Aim — Repeat every one of the following lines word for word, changing nothing.

┄┄┄┄┄┄┄┄┄┄┄┄┄┄┄┄┄┄┄┄

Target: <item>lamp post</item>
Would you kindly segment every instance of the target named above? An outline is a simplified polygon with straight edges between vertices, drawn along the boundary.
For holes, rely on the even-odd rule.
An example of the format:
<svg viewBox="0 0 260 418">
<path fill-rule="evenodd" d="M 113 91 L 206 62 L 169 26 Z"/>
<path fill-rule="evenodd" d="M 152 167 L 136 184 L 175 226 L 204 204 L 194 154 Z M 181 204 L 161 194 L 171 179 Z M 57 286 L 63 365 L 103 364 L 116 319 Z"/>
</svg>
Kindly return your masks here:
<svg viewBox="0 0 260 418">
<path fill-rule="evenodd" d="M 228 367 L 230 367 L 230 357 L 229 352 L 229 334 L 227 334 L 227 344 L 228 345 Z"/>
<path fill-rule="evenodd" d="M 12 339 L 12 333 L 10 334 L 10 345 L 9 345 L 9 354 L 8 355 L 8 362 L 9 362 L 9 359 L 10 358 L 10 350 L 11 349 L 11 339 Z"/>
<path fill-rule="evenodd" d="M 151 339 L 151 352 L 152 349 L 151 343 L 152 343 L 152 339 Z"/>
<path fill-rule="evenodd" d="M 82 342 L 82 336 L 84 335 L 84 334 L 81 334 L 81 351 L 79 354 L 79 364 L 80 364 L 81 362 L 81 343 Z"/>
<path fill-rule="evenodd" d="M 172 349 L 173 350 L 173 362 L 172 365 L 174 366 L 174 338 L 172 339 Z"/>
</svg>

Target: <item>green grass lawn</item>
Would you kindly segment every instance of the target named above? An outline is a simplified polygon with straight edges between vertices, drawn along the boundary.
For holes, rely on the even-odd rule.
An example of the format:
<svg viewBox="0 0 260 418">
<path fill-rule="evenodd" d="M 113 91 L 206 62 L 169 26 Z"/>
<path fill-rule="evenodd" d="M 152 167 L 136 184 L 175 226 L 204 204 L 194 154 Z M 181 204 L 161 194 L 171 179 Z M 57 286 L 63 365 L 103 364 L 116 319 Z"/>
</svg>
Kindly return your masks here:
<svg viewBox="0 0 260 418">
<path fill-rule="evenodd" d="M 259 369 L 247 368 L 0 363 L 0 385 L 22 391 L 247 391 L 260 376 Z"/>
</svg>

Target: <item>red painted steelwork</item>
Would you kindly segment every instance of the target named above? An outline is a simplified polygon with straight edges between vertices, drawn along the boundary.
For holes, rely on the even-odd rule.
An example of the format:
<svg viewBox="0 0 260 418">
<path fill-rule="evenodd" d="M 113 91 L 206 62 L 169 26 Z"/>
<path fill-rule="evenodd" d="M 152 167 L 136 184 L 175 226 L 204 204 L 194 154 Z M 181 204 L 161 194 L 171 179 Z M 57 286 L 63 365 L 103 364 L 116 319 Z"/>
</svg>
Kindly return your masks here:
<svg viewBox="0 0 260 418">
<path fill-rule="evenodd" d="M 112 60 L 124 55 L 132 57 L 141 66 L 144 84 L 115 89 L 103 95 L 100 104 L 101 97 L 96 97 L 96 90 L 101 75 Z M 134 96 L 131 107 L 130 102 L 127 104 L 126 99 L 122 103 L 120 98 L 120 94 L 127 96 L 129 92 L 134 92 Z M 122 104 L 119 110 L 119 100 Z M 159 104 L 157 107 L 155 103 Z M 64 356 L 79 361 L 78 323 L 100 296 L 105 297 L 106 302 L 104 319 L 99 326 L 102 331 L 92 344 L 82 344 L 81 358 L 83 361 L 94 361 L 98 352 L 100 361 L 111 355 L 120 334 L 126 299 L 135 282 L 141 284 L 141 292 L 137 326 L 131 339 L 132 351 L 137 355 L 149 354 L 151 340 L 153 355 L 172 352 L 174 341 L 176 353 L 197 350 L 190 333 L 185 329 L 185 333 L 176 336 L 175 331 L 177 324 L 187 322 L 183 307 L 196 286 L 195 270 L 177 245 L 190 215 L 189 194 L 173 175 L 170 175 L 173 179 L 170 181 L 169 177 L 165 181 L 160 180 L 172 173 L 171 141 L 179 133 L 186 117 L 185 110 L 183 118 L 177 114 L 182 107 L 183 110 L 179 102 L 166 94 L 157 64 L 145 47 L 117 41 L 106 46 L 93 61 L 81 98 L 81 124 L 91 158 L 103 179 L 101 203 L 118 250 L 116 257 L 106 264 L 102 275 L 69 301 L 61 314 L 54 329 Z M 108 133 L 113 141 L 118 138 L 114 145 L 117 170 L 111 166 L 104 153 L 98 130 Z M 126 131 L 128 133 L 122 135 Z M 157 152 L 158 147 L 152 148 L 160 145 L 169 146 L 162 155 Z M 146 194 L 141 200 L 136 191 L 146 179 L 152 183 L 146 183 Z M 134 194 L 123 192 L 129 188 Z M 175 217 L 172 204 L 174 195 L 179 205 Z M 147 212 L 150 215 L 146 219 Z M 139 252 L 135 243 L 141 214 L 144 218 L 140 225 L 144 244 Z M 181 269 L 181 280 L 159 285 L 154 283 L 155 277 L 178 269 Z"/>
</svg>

┄┄┄┄┄┄┄┄┄┄┄┄┄┄┄┄┄┄┄┄

Written response —
Target: <item>lamp post</item>
Would you kindly segment every instance of the target named above? An outline is a simplified polygon with straight edges between vertices, drawn along the boundary.
For holes, rely on the even-odd rule.
An example of the format:
<svg viewBox="0 0 260 418">
<path fill-rule="evenodd" d="M 113 91 L 206 62 L 169 26 Z"/>
<path fill-rule="evenodd" d="M 152 167 L 136 184 L 175 226 L 204 204 L 194 154 Z M 181 204 L 161 194 L 171 179 Z M 57 286 L 63 365 L 103 364 L 116 319 Z"/>
</svg>
Kindly return your masks here:
<svg viewBox="0 0 260 418">
<path fill-rule="evenodd" d="M 228 367 L 230 367 L 230 357 L 229 352 L 229 334 L 227 334 L 227 344 L 228 345 Z"/>
<path fill-rule="evenodd" d="M 12 339 L 12 333 L 10 334 L 10 345 L 9 345 L 9 354 L 8 355 L 8 362 L 9 362 L 9 359 L 10 358 L 10 350 L 11 349 L 11 339 Z"/>
<path fill-rule="evenodd" d="M 151 339 L 151 352 L 152 349 L 151 343 L 152 343 L 152 339 Z"/>
<path fill-rule="evenodd" d="M 82 342 L 82 336 L 84 335 L 84 334 L 81 334 L 81 351 L 79 354 L 79 364 L 80 364 L 81 362 L 81 343 Z"/>
<path fill-rule="evenodd" d="M 172 349 L 173 350 L 173 362 L 172 365 L 174 366 L 174 338 L 172 339 Z"/>
</svg>

Target: <item>green grass lawn</item>
Would you kindly segment every instance of the target named above? An outline is a simplified polygon with straight edges between vertices, drawn along the boundary.
For holes, rely on the even-odd rule.
An example of the format:
<svg viewBox="0 0 260 418">
<path fill-rule="evenodd" d="M 113 91 L 206 62 L 169 26 Z"/>
<path fill-rule="evenodd" d="M 152 167 L 136 184 L 175 226 L 204 204 L 194 154 Z M 181 204 L 161 194 L 171 179 Z M 57 286 L 63 365 L 103 364 L 116 319 Z"/>
</svg>
Kindly return your masks here:
<svg viewBox="0 0 260 418">
<path fill-rule="evenodd" d="M 259 369 L 247 368 L 0 363 L 0 385 L 22 391 L 247 391 L 260 376 Z"/>
</svg>

Target: <item>red painted steelwork</item>
Would you kindly segment every instance of the target named above? An outline is a simplified polygon with straight edges between vertices, drawn along the boundary.
For holes, rely on the even-odd rule.
An example of the format:
<svg viewBox="0 0 260 418">
<path fill-rule="evenodd" d="M 113 91 L 206 62 L 169 26 Z"/>
<path fill-rule="evenodd" d="M 152 167 L 136 184 L 175 226 L 204 204 L 194 154 Z M 181 204 L 161 194 L 171 179 Z M 57 286 L 63 365 L 103 364 L 116 319 Z"/>
</svg>
Kindly return your masks here:
<svg viewBox="0 0 260 418">
<path fill-rule="evenodd" d="M 112 60 L 124 55 L 132 57 L 141 66 L 144 84 L 115 89 L 103 95 L 100 104 L 101 97 L 96 97 L 96 90 L 101 75 Z M 134 96 L 131 107 L 130 102 L 127 104 L 126 99 L 122 103 L 120 98 L 120 94 L 127 96 L 129 92 L 134 92 Z M 122 104 L 119 110 L 119 100 Z M 159 104 L 157 107 L 155 103 Z M 64 356 L 79 361 L 78 323 L 100 296 L 105 297 L 106 302 L 104 319 L 99 326 L 102 331 L 92 344 L 82 344 L 81 358 L 83 361 L 94 361 L 98 352 L 100 361 L 111 355 L 120 334 L 126 299 L 135 282 L 141 284 L 141 292 L 137 326 L 131 339 L 132 351 L 137 355 L 149 354 L 151 340 L 153 355 L 172 352 L 174 341 L 176 353 L 197 350 L 190 333 L 185 329 L 185 333 L 176 336 L 175 331 L 177 324 L 187 322 L 183 307 L 196 286 L 195 270 L 177 245 L 190 215 L 189 194 L 173 175 L 170 175 L 173 179 L 170 181 L 169 177 L 165 181 L 160 180 L 172 173 L 171 141 L 179 133 L 186 117 L 185 110 L 183 118 L 177 114 L 182 107 L 183 110 L 179 102 L 166 94 L 157 64 L 145 47 L 117 41 L 106 46 L 93 61 L 81 98 L 81 124 L 91 158 L 103 179 L 101 203 L 118 250 L 116 257 L 106 264 L 102 275 L 69 301 L 61 314 L 54 329 Z M 108 133 L 113 141 L 118 138 L 114 145 L 117 170 L 111 166 L 104 153 L 98 130 Z M 126 131 L 128 133 L 122 135 Z M 157 152 L 158 147 L 152 148 L 160 145 L 169 146 L 162 155 Z M 146 194 L 141 200 L 136 191 L 146 179 L 152 183 L 146 183 Z M 134 194 L 123 192 L 129 188 Z M 175 217 L 172 204 L 174 195 L 179 205 Z M 147 212 L 150 215 L 146 219 Z M 139 252 L 135 243 L 141 214 L 144 218 L 140 225 L 144 244 Z M 181 269 L 181 280 L 159 285 L 154 283 L 155 277 L 178 269 Z"/>
</svg>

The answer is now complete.